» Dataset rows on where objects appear
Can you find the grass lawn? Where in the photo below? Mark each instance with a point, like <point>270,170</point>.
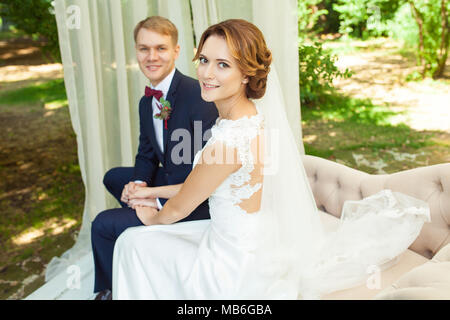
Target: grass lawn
<point>42,194</point>
<point>361,135</point>
<point>41,191</point>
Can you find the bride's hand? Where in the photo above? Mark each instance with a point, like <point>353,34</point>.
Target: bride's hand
<point>147,215</point>
<point>141,193</point>
<point>133,203</point>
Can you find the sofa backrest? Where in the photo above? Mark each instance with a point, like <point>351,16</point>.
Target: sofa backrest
<point>333,183</point>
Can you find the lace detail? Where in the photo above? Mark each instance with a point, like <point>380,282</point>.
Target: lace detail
<point>237,134</point>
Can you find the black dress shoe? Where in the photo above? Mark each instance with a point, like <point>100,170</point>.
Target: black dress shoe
<point>104,295</point>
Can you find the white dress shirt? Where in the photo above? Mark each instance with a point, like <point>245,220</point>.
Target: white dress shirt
<point>158,124</point>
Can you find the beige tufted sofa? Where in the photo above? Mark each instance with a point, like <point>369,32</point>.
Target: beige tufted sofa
<point>423,271</point>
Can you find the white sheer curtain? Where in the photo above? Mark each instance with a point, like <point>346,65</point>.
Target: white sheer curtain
<point>104,85</point>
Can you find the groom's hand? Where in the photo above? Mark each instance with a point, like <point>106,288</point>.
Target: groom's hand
<point>147,215</point>
<point>134,203</point>
<point>130,188</point>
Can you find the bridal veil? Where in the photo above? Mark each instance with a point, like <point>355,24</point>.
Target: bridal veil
<point>309,261</point>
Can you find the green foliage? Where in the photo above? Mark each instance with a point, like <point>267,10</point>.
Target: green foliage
<point>317,70</point>
<point>50,91</point>
<point>433,37</point>
<point>403,27</point>
<point>364,18</point>
<point>34,18</point>
<point>308,14</point>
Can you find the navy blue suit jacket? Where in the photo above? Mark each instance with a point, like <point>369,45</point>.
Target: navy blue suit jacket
<point>187,108</point>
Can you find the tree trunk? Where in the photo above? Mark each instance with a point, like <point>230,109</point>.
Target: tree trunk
<point>444,41</point>
<point>419,20</point>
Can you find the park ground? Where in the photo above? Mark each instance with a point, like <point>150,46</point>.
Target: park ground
<point>376,122</point>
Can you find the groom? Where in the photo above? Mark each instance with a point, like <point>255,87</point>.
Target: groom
<point>171,102</point>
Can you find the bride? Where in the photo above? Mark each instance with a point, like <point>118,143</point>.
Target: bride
<point>264,239</point>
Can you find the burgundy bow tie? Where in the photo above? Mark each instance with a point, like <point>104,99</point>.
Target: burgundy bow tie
<point>149,92</point>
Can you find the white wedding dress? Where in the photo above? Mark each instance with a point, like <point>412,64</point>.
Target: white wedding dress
<point>279,252</point>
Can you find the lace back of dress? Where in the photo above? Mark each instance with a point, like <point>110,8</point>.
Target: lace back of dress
<point>247,182</point>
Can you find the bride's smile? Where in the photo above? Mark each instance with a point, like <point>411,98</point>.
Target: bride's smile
<point>220,77</point>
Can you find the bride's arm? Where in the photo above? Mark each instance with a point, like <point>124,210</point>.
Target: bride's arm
<point>207,175</point>
<point>165,192</point>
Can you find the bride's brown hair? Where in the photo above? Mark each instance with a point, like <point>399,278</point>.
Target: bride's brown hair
<point>247,45</point>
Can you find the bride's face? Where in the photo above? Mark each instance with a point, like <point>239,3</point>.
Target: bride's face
<point>218,73</point>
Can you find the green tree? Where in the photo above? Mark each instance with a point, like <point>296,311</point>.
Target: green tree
<point>34,18</point>
<point>364,18</point>
<point>432,17</point>
<point>316,65</point>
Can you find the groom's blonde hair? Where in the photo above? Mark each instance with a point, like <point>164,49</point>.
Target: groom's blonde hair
<point>248,47</point>
<point>160,25</point>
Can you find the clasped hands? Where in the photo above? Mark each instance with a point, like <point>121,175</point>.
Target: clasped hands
<point>142,199</point>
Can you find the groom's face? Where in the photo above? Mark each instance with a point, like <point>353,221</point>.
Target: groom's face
<point>156,54</point>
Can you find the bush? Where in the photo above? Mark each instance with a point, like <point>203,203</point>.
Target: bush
<point>35,19</point>
<point>431,18</point>
<point>364,18</point>
<point>317,71</point>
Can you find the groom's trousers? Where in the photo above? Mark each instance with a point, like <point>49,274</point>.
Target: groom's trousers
<point>108,225</point>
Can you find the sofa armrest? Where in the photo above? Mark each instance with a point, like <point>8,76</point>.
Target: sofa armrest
<point>333,183</point>
<point>428,281</point>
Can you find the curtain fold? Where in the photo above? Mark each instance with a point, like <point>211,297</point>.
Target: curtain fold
<point>104,83</point>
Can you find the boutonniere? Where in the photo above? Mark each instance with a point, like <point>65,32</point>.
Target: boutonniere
<point>165,111</point>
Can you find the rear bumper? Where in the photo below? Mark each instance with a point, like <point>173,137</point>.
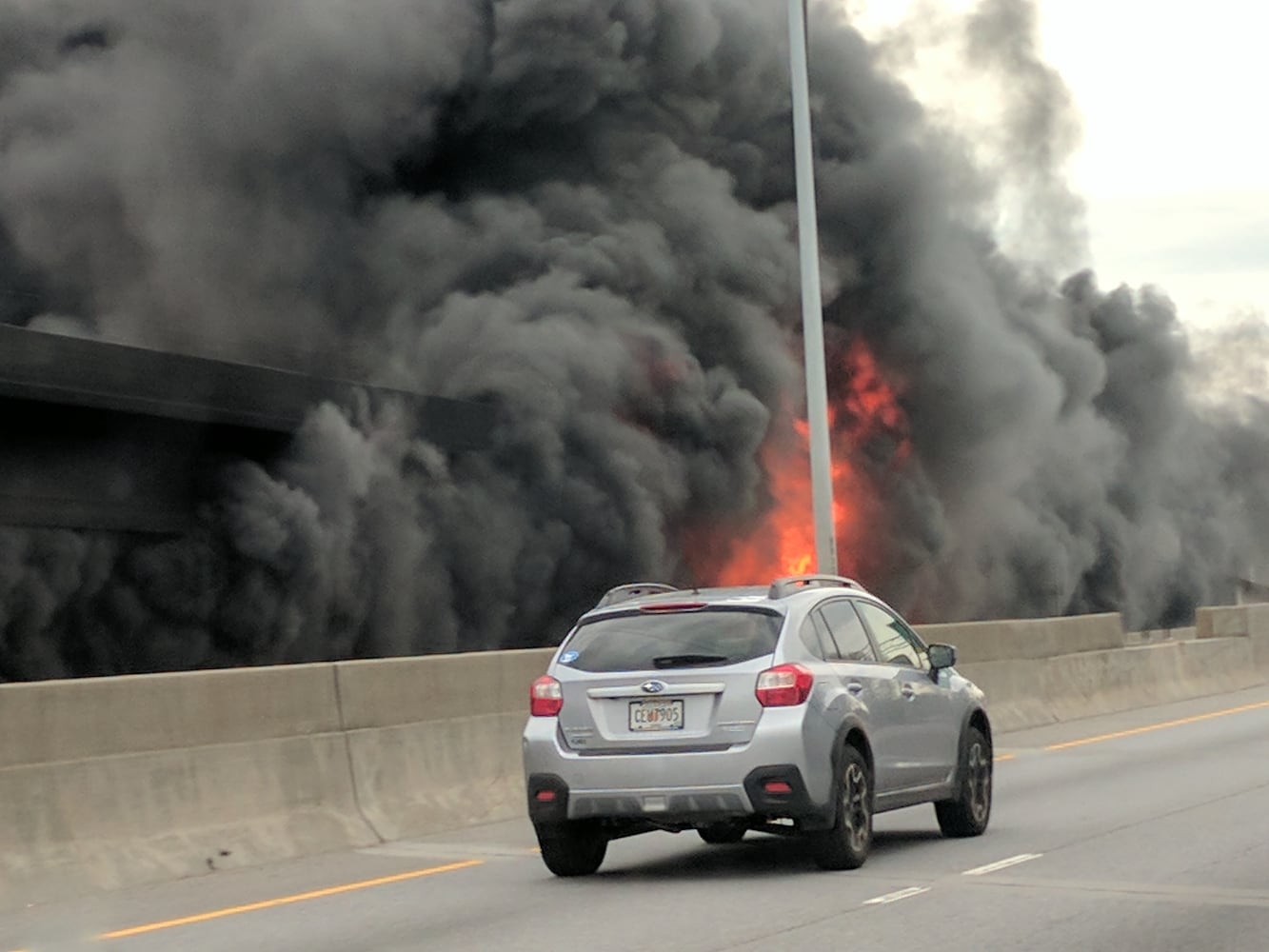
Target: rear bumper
<point>674,787</point>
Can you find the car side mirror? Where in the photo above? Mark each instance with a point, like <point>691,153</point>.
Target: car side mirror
<point>942,657</point>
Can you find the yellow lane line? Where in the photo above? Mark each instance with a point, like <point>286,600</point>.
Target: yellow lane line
<point>288,901</point>
<point>1150,727</point>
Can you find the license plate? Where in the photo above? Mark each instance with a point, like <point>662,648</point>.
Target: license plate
<point>656,715</point>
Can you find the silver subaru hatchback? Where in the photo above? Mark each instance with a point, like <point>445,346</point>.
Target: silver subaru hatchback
<point>799,708</point>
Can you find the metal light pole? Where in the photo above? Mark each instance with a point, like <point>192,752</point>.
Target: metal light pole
<point>812,314</point>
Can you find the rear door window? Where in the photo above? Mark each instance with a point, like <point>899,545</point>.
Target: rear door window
<point>848,631</point>
<point>896,643</point>
<point>644,642</point>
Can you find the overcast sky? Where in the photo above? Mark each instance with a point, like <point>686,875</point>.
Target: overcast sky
<point>1174,162</point>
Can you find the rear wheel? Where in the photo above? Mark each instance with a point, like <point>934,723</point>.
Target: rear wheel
<point>724,832</point>
<point>846,843</point>
<point>968,813</point>
<point>572,847</point>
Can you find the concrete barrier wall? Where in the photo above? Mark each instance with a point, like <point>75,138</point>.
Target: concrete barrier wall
<point>1029,693</point>
<point>1027,638</point>
<point>118,781</point>
<point>435,742</point>
<point>1250,621</point>
<point>122,781</point>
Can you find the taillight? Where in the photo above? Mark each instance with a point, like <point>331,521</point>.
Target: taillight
<point>545,697</point>
<point>785,685</point>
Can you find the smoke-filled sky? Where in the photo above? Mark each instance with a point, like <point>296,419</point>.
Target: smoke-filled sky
<point>1172,164</point>
<point>584,211</point>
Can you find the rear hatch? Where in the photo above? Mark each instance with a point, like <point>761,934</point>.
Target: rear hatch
<point>665,678</point>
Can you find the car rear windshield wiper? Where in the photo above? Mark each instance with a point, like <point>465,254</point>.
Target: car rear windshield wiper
<point>686,661</point>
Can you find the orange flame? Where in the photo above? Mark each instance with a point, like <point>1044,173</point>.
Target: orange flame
<point>783,543</point>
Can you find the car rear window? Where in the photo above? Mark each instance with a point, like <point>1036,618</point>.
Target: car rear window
<point>666,640</point>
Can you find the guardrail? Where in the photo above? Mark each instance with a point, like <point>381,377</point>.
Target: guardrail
<point>121,781</point>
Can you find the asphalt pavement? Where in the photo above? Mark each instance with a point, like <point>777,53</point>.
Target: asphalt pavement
<point>1142,832</point>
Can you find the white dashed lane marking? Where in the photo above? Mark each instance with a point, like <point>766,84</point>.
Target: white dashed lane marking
<point>1001,864</point>
<point>896,897</point>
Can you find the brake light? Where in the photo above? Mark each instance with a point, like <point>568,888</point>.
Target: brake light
<point>545,697</point>
<point>785,685</point>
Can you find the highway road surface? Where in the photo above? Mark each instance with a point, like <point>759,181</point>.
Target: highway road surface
<point>1145,832</point>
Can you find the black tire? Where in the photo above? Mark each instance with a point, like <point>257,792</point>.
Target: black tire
<point>968,813</point>
<point>724,832</point>
<point>572,847</point>
<point>845,844</point>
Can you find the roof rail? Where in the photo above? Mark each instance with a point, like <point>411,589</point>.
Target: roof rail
<point>637,589</point>
<point>783,588</point>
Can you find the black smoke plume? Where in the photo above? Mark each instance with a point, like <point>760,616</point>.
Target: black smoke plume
<point>582,209</point>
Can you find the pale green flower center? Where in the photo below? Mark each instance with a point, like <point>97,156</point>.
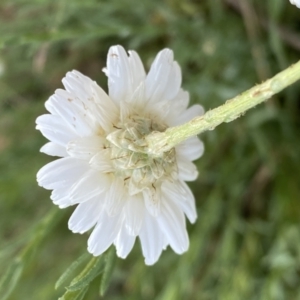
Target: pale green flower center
<point>130,158</point>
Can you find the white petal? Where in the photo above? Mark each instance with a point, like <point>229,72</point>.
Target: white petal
<point>95,100</point>
<point>73,111</point>
<point>54,150</point>
<point>86,147</point>
<point>134,214</point>
<point>55,129</point>
<point>137,70</point>
<point>124,243</point>
<point>189,114</point>
<point>124,73</point>
<point>86,215</point>
<point>152,239</point>
<point>172,223</point>
<point>115,196</point>
<point>182,196</point>
<point>178,105</point>
<point>104,233</point>
<point>192,148</point>
<point>158,76</point>
<point>152,197</point>
<point>61,173</point>
<point>187,170</point>
<point>91,184</point>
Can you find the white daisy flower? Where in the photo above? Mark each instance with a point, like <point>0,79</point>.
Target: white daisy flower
<point>104,167</point>
<point>296,2</point>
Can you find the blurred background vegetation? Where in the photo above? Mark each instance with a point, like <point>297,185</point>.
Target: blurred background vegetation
<point>246,241</point>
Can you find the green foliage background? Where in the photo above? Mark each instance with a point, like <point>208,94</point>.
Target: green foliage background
<point>246,241</point>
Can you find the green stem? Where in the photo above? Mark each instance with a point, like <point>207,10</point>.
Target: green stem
<point>160,142</point>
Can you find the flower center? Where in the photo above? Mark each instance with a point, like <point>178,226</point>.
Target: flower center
<point>130,158</point>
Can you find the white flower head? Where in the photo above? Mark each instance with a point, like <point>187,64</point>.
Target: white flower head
<point>296,2</point>
<point>104,167</point>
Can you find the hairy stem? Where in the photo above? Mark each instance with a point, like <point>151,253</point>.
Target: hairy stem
<point>160,142</point>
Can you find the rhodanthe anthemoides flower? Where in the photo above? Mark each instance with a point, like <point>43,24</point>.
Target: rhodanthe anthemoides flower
<point>120,189</point>
<point>296,2</point>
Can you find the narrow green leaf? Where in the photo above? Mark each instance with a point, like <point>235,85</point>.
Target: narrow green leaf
<point>93,268</point>
<point>75,295</point>
<point>70,270</point>
<point>110,260</point>
<point>11,278</point>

» WHAT YOU ARE ASKED TO DO
Can you render the lines above, starting at the one containing "Can you find the rear hatch?" and ending at the one containing "<point>665,678</point>", as a Markdown table with the columns No. and Line, numbering each line and omitting any blank ones?

» RESPONSE BELOW
| No. | Line |
|---|---|
| 1 | Can you find the rear hatch? Where in the photo above? Mark each instance with a point, like <point>761,934</point>. |
| 2 | Target: rear hatch |
| 3 | <point>665,678</point> |